Stated goal: How many of the lines below contain the string "pocket"? Tally them with case counting, and reply with the number alone.

Data listing:
--------

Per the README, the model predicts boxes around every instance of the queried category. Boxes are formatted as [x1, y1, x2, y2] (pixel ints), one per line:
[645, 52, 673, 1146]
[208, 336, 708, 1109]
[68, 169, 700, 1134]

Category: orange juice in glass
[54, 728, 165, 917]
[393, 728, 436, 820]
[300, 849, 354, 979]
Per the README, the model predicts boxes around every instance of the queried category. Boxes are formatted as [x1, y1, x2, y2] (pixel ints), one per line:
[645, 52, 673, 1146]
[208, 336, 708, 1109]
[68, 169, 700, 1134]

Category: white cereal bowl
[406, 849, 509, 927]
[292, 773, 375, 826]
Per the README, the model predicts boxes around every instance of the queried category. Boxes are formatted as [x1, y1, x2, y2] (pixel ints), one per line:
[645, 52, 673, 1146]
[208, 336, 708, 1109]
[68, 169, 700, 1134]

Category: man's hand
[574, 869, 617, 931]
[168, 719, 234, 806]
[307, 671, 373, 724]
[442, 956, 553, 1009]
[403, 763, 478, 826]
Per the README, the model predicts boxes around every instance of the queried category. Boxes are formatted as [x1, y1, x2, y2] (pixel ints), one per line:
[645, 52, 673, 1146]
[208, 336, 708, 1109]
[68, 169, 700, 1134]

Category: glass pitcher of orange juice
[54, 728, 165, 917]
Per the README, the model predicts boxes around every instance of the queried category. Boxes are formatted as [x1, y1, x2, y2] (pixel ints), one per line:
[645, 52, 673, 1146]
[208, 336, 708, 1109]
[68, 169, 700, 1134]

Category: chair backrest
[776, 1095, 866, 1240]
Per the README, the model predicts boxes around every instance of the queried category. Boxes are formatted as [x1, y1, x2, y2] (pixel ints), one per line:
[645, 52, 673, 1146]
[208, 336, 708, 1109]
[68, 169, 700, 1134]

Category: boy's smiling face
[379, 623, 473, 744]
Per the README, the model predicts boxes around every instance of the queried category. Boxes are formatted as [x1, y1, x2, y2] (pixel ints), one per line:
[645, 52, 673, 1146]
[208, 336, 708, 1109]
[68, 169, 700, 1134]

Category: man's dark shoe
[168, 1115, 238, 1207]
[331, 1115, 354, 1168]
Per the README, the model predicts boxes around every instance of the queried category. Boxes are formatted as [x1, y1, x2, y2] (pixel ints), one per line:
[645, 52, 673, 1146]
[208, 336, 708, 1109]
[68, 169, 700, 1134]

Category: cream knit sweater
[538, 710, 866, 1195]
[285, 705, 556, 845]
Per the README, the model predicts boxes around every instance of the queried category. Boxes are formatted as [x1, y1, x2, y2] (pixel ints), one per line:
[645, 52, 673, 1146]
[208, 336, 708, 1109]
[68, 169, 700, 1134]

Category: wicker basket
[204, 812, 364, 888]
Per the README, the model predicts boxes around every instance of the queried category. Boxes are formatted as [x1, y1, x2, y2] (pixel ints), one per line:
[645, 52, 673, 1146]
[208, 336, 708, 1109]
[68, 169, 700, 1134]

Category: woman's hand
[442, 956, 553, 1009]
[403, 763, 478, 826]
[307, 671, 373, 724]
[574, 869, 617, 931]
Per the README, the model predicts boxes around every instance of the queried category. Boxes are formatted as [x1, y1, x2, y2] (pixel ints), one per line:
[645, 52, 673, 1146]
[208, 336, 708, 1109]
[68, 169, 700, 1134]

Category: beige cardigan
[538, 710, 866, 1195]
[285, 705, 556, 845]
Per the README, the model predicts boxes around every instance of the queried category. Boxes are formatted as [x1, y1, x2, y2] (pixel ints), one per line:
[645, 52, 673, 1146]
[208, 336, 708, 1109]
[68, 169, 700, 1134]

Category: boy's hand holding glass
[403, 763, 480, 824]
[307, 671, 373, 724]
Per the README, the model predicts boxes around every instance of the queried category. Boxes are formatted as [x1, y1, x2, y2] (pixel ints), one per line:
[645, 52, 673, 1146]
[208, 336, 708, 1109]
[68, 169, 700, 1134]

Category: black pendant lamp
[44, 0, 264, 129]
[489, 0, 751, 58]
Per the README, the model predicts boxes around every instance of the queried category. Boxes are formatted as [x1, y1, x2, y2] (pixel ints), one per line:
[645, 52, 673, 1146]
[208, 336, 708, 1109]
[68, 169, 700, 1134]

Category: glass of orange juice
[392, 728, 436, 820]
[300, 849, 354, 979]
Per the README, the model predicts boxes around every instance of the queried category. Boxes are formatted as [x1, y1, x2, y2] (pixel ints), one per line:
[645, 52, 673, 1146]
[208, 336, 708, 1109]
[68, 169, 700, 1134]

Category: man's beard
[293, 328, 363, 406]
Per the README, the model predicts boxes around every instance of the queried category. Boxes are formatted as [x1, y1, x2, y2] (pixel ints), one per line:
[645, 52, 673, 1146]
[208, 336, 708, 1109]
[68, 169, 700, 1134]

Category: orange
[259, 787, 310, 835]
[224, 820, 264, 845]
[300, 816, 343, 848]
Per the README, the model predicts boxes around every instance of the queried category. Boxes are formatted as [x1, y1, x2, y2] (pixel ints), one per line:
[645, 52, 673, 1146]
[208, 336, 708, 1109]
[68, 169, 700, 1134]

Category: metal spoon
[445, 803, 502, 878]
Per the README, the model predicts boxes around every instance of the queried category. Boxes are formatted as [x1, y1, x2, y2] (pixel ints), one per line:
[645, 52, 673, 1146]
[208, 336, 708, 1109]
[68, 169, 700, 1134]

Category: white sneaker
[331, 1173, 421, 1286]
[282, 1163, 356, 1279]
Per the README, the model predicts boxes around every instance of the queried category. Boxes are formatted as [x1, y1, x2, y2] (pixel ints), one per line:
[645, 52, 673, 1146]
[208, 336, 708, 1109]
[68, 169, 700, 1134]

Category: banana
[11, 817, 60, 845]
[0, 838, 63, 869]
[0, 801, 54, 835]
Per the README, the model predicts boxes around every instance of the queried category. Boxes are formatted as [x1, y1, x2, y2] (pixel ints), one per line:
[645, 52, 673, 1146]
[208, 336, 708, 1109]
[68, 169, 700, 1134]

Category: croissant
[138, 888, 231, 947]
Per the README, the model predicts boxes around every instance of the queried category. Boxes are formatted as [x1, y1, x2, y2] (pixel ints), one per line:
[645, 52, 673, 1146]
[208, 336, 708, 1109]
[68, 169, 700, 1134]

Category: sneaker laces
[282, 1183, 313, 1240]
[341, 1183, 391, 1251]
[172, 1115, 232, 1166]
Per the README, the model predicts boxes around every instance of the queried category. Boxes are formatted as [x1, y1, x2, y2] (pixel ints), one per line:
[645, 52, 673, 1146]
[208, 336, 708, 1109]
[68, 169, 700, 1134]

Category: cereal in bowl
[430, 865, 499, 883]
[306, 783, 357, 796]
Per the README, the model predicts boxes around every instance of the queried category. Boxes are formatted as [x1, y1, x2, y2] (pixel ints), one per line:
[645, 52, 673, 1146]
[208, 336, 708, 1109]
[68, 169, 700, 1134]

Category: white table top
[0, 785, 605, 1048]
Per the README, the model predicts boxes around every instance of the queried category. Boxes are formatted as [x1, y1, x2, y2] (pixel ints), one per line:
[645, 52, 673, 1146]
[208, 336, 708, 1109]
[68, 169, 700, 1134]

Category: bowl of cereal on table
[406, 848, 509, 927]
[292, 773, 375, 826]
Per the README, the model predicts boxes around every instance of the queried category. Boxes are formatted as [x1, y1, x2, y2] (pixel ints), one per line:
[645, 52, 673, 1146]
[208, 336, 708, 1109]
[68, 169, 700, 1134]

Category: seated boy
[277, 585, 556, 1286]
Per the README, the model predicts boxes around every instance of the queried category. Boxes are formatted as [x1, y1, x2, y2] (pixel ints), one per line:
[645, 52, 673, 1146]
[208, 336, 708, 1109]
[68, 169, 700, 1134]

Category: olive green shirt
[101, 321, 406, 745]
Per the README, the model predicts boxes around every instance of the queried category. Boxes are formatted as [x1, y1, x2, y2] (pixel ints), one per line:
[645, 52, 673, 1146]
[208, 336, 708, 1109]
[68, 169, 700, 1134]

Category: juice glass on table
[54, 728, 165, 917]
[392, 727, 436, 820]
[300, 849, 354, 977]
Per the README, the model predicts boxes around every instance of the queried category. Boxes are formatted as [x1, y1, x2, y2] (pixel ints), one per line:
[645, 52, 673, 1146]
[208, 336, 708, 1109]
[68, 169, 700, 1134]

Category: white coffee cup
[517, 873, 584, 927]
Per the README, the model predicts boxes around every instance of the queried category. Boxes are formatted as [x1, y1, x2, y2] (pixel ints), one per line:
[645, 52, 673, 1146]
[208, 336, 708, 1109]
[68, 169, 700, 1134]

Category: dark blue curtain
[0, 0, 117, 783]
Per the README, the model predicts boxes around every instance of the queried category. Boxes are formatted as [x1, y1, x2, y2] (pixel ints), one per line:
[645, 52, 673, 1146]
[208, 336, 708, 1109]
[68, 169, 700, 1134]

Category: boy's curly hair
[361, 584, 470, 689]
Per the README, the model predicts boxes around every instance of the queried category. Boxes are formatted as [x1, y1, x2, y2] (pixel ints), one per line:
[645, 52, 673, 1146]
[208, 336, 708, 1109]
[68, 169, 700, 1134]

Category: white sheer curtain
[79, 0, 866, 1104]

--------

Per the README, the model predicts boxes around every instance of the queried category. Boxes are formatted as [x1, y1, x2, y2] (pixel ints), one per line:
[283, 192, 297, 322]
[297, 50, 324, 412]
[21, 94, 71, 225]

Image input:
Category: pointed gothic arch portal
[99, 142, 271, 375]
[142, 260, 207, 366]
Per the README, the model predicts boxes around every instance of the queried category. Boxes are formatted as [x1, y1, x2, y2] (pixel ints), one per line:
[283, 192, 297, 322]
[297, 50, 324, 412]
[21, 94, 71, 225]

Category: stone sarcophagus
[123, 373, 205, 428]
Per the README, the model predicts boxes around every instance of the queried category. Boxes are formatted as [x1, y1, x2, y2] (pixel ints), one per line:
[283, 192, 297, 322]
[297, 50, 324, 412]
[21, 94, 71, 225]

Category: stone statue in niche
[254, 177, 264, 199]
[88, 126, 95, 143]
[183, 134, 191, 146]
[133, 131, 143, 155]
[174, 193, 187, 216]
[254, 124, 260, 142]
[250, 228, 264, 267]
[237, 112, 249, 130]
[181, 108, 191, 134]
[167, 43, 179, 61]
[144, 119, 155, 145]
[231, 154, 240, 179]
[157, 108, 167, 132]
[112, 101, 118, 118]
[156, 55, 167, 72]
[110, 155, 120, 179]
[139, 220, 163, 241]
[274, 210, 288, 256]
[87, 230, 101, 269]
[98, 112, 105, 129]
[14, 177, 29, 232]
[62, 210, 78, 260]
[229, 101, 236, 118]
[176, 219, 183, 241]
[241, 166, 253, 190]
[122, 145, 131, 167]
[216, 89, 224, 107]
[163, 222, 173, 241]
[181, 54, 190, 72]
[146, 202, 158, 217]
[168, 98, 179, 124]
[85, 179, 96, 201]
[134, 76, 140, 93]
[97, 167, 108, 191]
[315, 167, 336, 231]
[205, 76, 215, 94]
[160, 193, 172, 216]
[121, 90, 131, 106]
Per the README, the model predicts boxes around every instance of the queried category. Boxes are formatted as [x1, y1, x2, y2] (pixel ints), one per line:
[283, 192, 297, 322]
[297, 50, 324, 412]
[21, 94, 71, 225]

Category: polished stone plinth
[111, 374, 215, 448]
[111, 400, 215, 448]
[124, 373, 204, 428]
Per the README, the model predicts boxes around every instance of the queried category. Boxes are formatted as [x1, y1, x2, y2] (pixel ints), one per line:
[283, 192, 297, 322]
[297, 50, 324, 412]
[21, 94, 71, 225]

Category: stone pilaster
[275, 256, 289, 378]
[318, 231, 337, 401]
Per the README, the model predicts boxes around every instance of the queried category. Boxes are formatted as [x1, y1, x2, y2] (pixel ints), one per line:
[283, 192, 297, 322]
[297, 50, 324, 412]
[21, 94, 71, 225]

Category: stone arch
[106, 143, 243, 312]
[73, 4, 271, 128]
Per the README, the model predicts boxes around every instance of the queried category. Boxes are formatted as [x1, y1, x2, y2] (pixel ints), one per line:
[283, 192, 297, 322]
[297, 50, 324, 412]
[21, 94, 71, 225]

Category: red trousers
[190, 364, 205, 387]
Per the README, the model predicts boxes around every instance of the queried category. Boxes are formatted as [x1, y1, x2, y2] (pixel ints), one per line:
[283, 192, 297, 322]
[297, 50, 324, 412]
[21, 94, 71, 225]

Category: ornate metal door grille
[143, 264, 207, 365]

--------

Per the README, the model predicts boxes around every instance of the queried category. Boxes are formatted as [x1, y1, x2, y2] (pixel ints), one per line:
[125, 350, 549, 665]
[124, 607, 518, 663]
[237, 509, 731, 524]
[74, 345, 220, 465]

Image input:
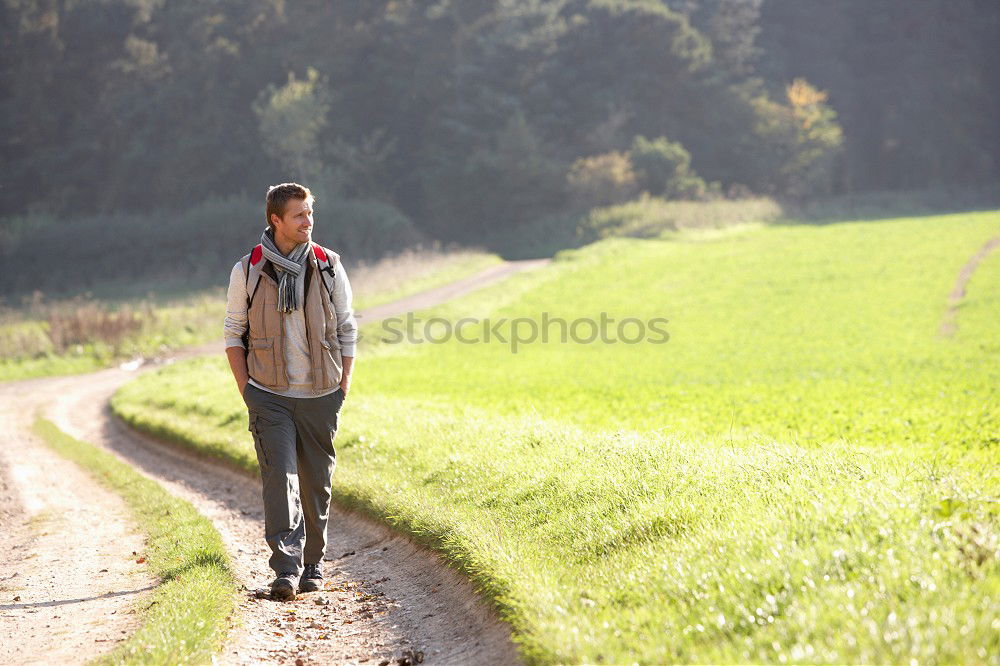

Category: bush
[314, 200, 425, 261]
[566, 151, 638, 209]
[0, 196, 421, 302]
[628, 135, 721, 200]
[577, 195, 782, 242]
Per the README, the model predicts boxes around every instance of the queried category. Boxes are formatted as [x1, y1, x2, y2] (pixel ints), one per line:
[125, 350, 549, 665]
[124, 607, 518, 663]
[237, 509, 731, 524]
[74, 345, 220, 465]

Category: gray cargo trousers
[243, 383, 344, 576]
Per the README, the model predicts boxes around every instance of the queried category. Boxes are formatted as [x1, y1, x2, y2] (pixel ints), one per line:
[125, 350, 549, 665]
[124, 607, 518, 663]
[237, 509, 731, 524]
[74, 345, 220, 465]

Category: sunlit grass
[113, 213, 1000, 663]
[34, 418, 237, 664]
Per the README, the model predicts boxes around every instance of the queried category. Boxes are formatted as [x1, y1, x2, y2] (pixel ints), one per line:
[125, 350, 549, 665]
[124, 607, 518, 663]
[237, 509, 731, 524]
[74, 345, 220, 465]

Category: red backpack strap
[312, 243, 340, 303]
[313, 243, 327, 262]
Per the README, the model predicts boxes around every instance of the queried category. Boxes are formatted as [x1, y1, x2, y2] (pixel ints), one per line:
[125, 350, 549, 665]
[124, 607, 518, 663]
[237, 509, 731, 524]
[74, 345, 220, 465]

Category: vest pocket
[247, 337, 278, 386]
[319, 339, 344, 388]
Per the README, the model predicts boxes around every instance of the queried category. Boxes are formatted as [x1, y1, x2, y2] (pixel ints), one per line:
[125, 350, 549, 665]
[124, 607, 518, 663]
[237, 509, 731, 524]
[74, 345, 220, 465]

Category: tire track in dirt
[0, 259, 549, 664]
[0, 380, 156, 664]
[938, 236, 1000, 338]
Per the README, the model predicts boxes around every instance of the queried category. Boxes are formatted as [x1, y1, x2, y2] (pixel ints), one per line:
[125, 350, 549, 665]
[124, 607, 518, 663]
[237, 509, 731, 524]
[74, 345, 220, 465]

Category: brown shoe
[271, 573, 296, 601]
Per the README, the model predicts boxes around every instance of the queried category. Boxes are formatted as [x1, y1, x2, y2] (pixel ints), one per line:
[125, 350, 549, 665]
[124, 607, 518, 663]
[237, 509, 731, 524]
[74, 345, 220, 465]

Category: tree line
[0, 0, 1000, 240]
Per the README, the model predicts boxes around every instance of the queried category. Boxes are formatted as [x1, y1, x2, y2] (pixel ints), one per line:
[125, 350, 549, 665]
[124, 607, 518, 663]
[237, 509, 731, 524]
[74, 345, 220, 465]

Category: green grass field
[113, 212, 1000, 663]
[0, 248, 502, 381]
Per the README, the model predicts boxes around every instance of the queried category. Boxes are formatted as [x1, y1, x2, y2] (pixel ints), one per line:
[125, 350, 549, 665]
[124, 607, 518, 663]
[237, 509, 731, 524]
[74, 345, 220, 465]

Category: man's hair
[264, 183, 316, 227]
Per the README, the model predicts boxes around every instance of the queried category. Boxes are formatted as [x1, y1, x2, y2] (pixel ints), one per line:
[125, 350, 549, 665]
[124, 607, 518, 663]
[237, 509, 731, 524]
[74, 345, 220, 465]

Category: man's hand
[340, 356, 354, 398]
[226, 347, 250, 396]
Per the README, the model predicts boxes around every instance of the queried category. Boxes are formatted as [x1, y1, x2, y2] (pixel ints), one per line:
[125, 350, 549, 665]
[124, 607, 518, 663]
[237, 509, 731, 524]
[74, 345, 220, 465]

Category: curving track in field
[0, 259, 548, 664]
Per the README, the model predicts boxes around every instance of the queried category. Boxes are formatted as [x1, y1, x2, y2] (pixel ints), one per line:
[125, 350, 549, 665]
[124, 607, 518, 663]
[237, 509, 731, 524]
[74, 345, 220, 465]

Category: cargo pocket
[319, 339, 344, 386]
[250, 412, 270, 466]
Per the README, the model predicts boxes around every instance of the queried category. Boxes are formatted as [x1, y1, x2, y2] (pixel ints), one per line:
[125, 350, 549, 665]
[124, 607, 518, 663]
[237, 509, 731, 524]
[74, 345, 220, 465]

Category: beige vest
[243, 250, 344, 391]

--------

Task response: 2